Action item
Reproduce the listing exactly. Omit pictures.

────────────────────

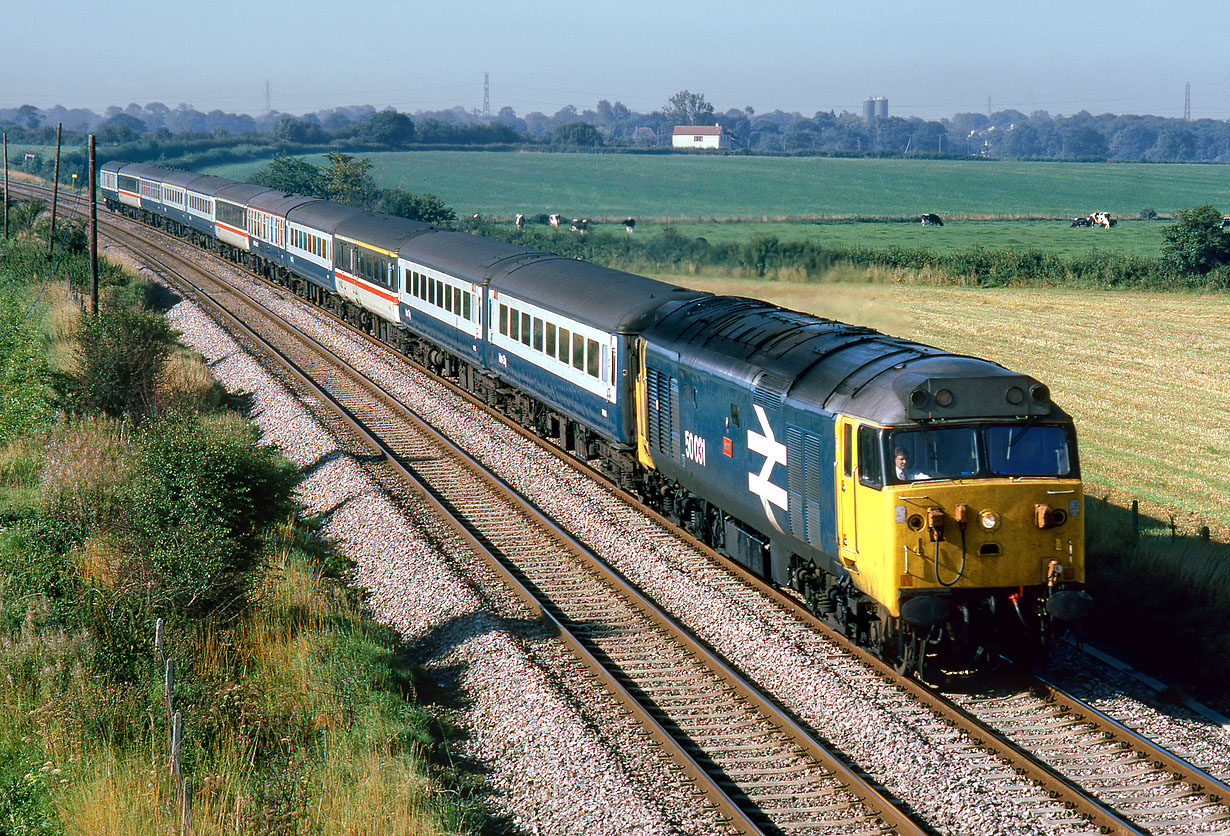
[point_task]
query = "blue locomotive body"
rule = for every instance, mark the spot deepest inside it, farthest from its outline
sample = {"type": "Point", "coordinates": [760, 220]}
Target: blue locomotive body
{"type": "Point", "coordinates": [776, 437]}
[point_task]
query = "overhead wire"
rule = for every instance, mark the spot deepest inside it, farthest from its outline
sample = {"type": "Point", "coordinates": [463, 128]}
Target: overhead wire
{"type": "Point", "coordinates": [53, 266]}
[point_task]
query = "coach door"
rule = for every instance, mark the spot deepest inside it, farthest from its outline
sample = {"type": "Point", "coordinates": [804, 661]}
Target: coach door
{"type": "Point", "coordinates": [846, 482]}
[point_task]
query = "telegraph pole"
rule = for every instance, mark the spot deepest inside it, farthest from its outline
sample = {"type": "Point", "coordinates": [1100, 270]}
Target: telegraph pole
{"type": "Point", "coordinates": [94, 232]}
{"type": "Point", "coordinates": [6, 185]}
{"type": "Point", "coordinates": [55, 191]}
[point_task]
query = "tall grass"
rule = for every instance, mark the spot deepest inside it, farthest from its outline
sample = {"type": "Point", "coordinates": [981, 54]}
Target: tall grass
{"type": "Point", "coordinates": [299, 709]}
{"type": "Point", "coordinates": [1162, 596]}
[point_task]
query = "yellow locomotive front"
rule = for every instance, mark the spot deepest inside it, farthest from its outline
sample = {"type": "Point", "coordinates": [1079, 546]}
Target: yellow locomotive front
{"type": "Point", "coordinates": [966, 530]}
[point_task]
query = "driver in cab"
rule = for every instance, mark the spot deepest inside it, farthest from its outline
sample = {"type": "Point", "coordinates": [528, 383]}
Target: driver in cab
{"type": "Point", "coordinates": [904, 472]}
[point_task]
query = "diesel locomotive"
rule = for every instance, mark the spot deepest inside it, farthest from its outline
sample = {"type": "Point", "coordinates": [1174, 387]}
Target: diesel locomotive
{"type": "Point", "coordinates": [925, 503]}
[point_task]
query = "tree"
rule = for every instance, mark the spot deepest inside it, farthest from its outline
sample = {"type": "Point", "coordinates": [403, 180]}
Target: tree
{"type": "Point", "coordinates": [389, 128]}
{"type": "Point", "coordinates": [1176, 143]}
{"type": "Point", "coordinates": [289, 173]}
{"type": "Point", "coordinates": [427, 208]}
{"type": "Point", "coordinates": [289, 129]}
{"type": "Point", "coordinates": [347, 181]}
{"type": "Point", "coordinates": [28, 116]}
{"type": "Point", "coordinates": [121, 128]}
{"type": "Point", "coordinates": [577, 133]}
{"type": "Point", "coordinates": [688, 108]}
{"type": "Point", "coordinates": [1196, 241]}
{"type": "Point", "coordinates": [1084, 141]}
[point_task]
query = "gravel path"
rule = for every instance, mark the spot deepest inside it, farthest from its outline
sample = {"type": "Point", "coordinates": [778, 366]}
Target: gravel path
{"type": "Point", "coordinates": [544, 733]}
{"type": "Point", "coordinates": [559, 754]}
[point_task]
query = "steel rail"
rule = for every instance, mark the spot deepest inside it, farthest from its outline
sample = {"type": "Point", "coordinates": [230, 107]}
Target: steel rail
{"type": "Point", "coordinates": [860, 787]}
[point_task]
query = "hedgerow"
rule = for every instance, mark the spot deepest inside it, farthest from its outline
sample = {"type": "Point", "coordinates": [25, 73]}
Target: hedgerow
{"type": "Point", "coordinates": [768, 256]}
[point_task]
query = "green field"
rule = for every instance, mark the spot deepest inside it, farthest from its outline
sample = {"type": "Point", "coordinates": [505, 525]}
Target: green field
{"type": "Point", "coordinates": [1132, 237]}
{"type": "Point", "coordinates": [689, 187]}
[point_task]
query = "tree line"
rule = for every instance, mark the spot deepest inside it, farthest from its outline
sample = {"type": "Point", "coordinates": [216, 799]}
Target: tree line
{"type": "Point", "coordinates": [158, 129]}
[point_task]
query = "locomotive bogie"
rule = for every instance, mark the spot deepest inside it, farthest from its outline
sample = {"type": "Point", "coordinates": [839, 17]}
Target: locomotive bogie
{"type": "Point", "coordinates": [926, 504]}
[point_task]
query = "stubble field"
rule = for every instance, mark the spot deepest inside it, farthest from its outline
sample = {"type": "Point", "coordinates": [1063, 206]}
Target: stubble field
{"type": "Point", "coordinates": [1146, 376]}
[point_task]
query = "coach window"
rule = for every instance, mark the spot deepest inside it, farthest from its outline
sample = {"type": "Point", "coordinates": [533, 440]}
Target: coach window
{"type": "Point", "coordinates": [871, 471]}
{"type": "Point", "coordinates": [578, 352]}
{"type": "Point", "coordinates": [594, 358]}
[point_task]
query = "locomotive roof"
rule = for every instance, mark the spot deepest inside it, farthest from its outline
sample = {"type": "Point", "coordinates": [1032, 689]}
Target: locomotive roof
{"type": "Point", "coordinates": [146, 171]}
{"type": "Point", "coordinates": [383, 231]}
{"type": "Point", "coordinates": [604, 298]}
{"type": "Point", "coordinates": [278, 203]}
{"type": "Point", "coordinates": [208, 185]}
{"type": "Point", "coordinates": [463, 255]}
{"type": "Point", "coordinates": [322, 215]}
{"type": "Point", "coordinates": [240, 193]}
{"type": "Point", "coordinates": [843, 368]}
{"type": "Point", "coordinates": [180, 177]}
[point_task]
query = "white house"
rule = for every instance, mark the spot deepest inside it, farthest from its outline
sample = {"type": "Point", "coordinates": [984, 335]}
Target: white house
{"type": "Point", "coordinates": [701, 137]}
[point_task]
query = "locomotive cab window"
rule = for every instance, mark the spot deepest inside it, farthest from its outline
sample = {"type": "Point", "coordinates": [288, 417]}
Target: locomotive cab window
{"type": "Point", "coordinates": [870, 466]}
{"type": "Point", "coordinates": [980, 451]}
{"type": "Point", "coordinates": [1028, 450]}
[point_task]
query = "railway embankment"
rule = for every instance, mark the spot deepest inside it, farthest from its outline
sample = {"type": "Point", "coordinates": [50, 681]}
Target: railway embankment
{"type": "Point", "coordinates": [177, 642]}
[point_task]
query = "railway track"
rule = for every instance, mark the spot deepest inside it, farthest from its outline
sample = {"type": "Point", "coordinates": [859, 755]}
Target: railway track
{"type": "Point", "coordinates": [760, 770]}
{"type": "Point", "coordinates": [1054, 749]}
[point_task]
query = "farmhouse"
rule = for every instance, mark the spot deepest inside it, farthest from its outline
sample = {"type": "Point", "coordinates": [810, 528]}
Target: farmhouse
{"type": "Point", "coordinates": [701, 137]}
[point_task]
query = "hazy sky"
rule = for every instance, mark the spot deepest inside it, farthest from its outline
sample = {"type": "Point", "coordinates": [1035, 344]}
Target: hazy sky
{"type": "Point", "coordinates": [929, 59]}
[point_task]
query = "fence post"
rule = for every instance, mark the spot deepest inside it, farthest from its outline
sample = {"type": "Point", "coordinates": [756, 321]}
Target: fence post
{"type": "Point", "coordinates": [186, 810]}
{"type": "Point", "coordinates": [166, 692]}
{"type": "Point", "coordinates": [176, 739]}
{"type": "Point", "coordinates": [55, 192]}
{"type": "Point", "coordinates": [94, 231]}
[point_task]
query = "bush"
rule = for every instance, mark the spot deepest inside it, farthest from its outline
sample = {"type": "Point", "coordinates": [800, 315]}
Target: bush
{"type": "Point", "coordinates": [203, 494]}
{"type": "Point", "coordinates": [84, 477]}
{"type": "Point", "coordinates": [26, 792]}
{"type": "Point", "coordinates": [121, 354]}
{"type": "Point", "coordinates": [25, 398]}
{"type": "Point", "coordinates": [1196, 242]}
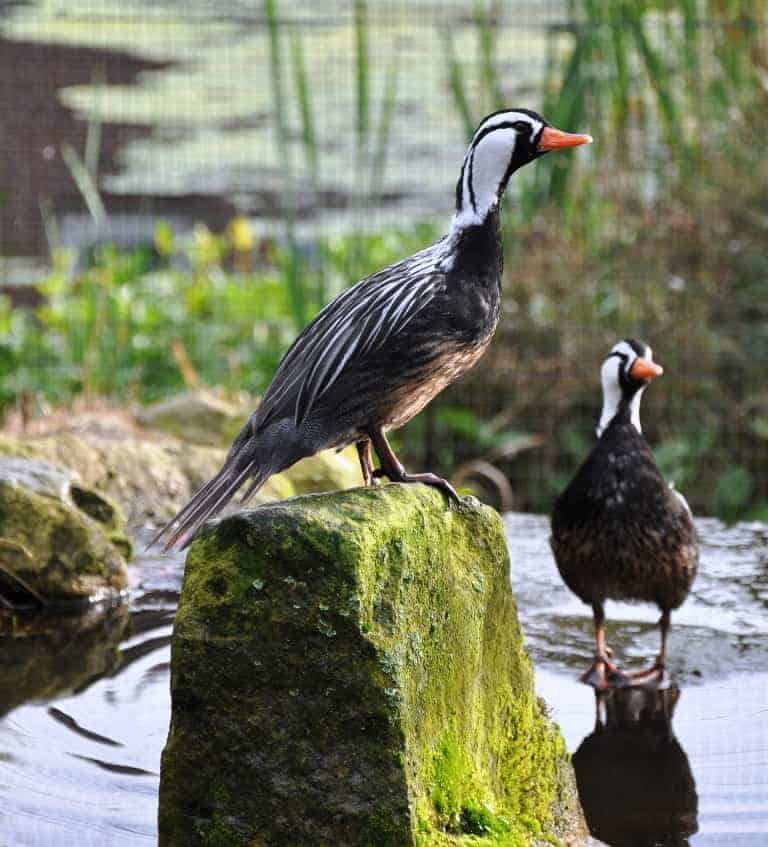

────────────────────

Written response
[point_task]
query = "blue locomotive body"
rule = for every instance, mark the spot deepest inside it, farthest from its outline
sample = {"type": "Point", "coordinates": [760, 220]}
Target: blue locomotive body
{"type": "Point", "coordinates": [776, 437]}
[point_task]
query = "overhead wire"
rule = for every instance, mark the spot deepest inside it, farthest from its outline
sample = {"type": "Point", "coordinates": [463, 128]}
Target: overhead wire
{"type": "Point", "coordinates": [53, 266]}
[point_task]
query = "coach door"
rule = for every instance, mark the spot deepest inside it, farthest from its outline
sample = {"type": "Point", "coordinates": [804, 661]}
Target: coach door
{"type": "Point", "coordinates": [846, 482]}
[point_task]
query = "telegraph pole"
rule = for every instance, mark the spot deepest inside it, farthest from its outline
sample = {"type": "Point", "coordinates": [1100, 270]}
Target: telegraph pole
{"type": "Point", "coordinates": [94, 232]}
{"type": "Point", "coordinates": [6, 185]}
{"type": "Point", "coordinates": [55, 191]}
[point_task]
query = "tall grass"
rule = for every instance, mark the spot deepest inside it, farthest from its outline
sample = {"type": "Point", "coordinates": [981, 54]}
Target: tall grass
{"type": "Point", "coordinates": [299, 709]}
{"type": "Point", "coordinates": [1162, 596]}
[point_task]
query = "yellow locomotive front"
rule = for every instance, mark the spot deepest inside it, farthest from its outline
sample = {"type": "Point", "coordinates": [1079, 546]}
Target: yellow locomotive front
{"type": "Point", "coordinates": [966, 530]}
[point_task]
query = "driver in cab"
rule = for every instance, mark the spot deepest inside it, farthest from its outline
sample = {"type": "Point", "coordinates": [528, 383]}
Target: driver in cab
{"type": "Point", "coordinates": [904, 472]}
[point_task]
query = "diesel locomotive"
rule = for every instance, mark the spot deepest inside it, farthest from its outline
sample = {"type": "Point", "coordinates": [1174, 387]}
Target: diesel locomotive
{"type": "Point", "coordinates": [925, 503]}
[point_task]
query = "tree"
rule = for every instance, mark the spot deepest inside it, farthest from its outline
sample = {"type": "Point", "coordinates": [403, 180]}
Target: tree
{"type": "Point", "coordinates": [389, 128]}
{"type": "Point", "coordinates": [1176, 143]}
{"type": "Point", "coordinates": [289, 173]}
{"type": "Point", "coordinates": [427, 208]}
{"type": "Point", "coordinates": [289, 129]}
{"type": "Point", "coordinates": [347, 181]}
{"type": "Point", "coordinates": [28, 116]}
{"type": "Point", "coordinates": [121, 128]}
{"type": "Point", "coordinates": [577, 133]}
{"type": "Point", "coordinates": [688, 108]}
{"type": "Point", "coordinates": [1196, 241]}
{"type": "Point", "coordinates": [1084, 141]}
[point_task]
query = "gravel path"
rule = for every instance, mark the spot deepest inside it, farthest from its outline
sample = {"type": "Point", "coordinates": [778, 366]}
Target: gravel path
{"type": "Point", "coordinates": [544, 733]}
{"type": "Point", "coordinates": [559, 754]}
[point_task]
query = "steel rail"
rule = for every instance, mark the spot deepest inside it, farthest from its outline
sample = {"type": "Point", "coordinates": [230, 107]}
Target: steel rail
{"type": "Point", "coordinates": [860, 787]}
[point_task]
query = "hedgerow"
rule = for every instance, mark the spot deepest inside it, farthest from its outline
sample = {"type": "Point", "coordinates": [25, 73]}
Target: hedgerow
{"type": "Point", "coordinates": [768, 256]}
[point_task]
query = "green field"
rule = for every instance, mark the spot deepest inside it, farthest from its outline
sample = {"type": "Point", "coordinates": [505, 525]}
Target: green field
{"type": "Point", "coordinates": [1132, 237]}
{"type": "Point", "coordinates": [689, 187]}
[point_task]
query = "tree line"
rule = for every instance, mark the spot deepest inside it, farthest from its outline
sample = {"type": "Point", "coordinates": [216, 799]}
Target: tree line
{"type": "Point", "coordinates": [158, 129]}
[point_task]
query = "locomotive bogie"
rule = for every instance, mark the spot deepest inside it, farthest from its outline
sample = {"type": "Point", "coordinates": [839, 17]}
Target: locomotive bogie
{"type": "Point", "coordinates": [926, 504]}
[point_task]
query = "stubble field"
rule = for every instance, mark the spot deepest inside it, farthest from its outline
sample = {"type": "Point", "coordinates": [1063, 206]}
Target: stubble field
{"type": "Point", "coordinates": [1146, 376]}
[point_task]
query = "coach window"
rule = for every instance, mark the spot deepest inside it, farthest from its outline
sample = {"type": "Point", "coordinates": [533, 440]}
Target: coach window
{"type": "Point", "coordinates": [871, 471]}
{"type": "Point", "coordinates": [578, 352]}
{"type": "Point", "coordinates": [594, 358]}
[point_task]
query = "locomotive roof"
rule = for every instance, mark the spot deepest inside it, farthest from its outline
sample = {"type": "Point", "coordinates": [1032, 689]}
Target: locomotive roof
{"type": "Point", "coordinates": [146, 171]}
{"type": "Point", "coordinates": [383, 231]}
{"type": "Point", "coordinates": [604, 298]}
{"type": "Point", "coordinates": [278, 203]}
{"type": "Point", "coordinates": [208, 185]}
{"type": "Point", "coordinates": [463, 255]}
{"type": "Point", "coordinates": [322, 215]}
{"type": "Point", "coordinates": [240, 193]}
{"type": "Point", "coordinates": [843, 368]}
{"type": "Point", "coordinates": [180, 177]}
[point_task]
query = "white house"
rule = for every instance, mark the spot deepest inside it, farthest from its outline
sample = {"type": "Point", "coordinates": [984, 335]}
Target: white house
{"type": "Point", "coordinates": [701, 137]}
[point_task]
query = "locomotive cab window"
rule = for every instance, mark the spot deepest inside it, farthest from its outline
sample = {"type": "Point", "coordinates": [288, 417]}
Target: locomotive cab window
{"type": "Point", "coordinates": [870, 466]}
{"type": "Point", "coordinates": [980, 451]}
{"type": "Point", "coordinates": [1028, 450]}
[point_task]
query = "railway embankment"
rule = for every instance, mark the spot deepest inside it, farthest from its outline
sample = {"type": "Point", "coordinates": [50, 681]}
Target: railway embankment
{"type": "Point", "coordinates": [177, 642]}
[point_task]
query = "railway track"
rule = for every instance, mark the spot deepest inside it, farthest from its outline
sample = {"type": "Point", "coordinates": [859, 755]}
Target: railway track
{"type": "Point", "coordinates": [760, 770]}
{"type": "Point", "coordinates": [1054, 749]}
[point_task]
query = "farmhouse"
rule = for every instance, mark the spot deepest inside it, farthest from its outline
sample = {"type": "Point", "coordinates": [810, 528]}
Target: farmhouse
{"type": "Point", "coordinates": [701, 137]}
[point_task]
query = "hazy sky"
rule = for every instance, mark the spot deepest inside it, farthest from its outline
sample = {"type": "Point", "coordinates": [1035, 344]}
Target: hazy sky
{"type": "Point", "coordinates": [929, 59]}
[point_task]
query = "fence post"
rule = for every instance, mark the spot deepest inside it, farthest from its outline
sample = {"type": "Point", "coordinates": [756, 321]}
Target: fence post
{"type": "Point", "coordinates": [186, 810]}
{"type": "Point", "coordinates": [166, 692]}
{"type": "Point", "coordinates": [176, 739]}
{"type": "Point", "coordinates": [55, 192]}
{"type": "Point", "coordinates": [94, 231]}
[point_task]
query = "bush"
rule = for every instance, mark the spot deepest inside it, farthest from its outline
sample = {"type": "Point", "coordinates": [800, 315]}
Target: bush
{"type": "Point", "coordinates": [203, 494]}
{"type": "Point", "coordinates": [84, 477]}
{"type": "Point", "coordinates": [26, 792]}
{"type": "Point", "coordinates": [121, 354]}
{"type": "Point", "coordinates": [25, 398]}
{"type": "Point", "coordinates": [1196, 242]}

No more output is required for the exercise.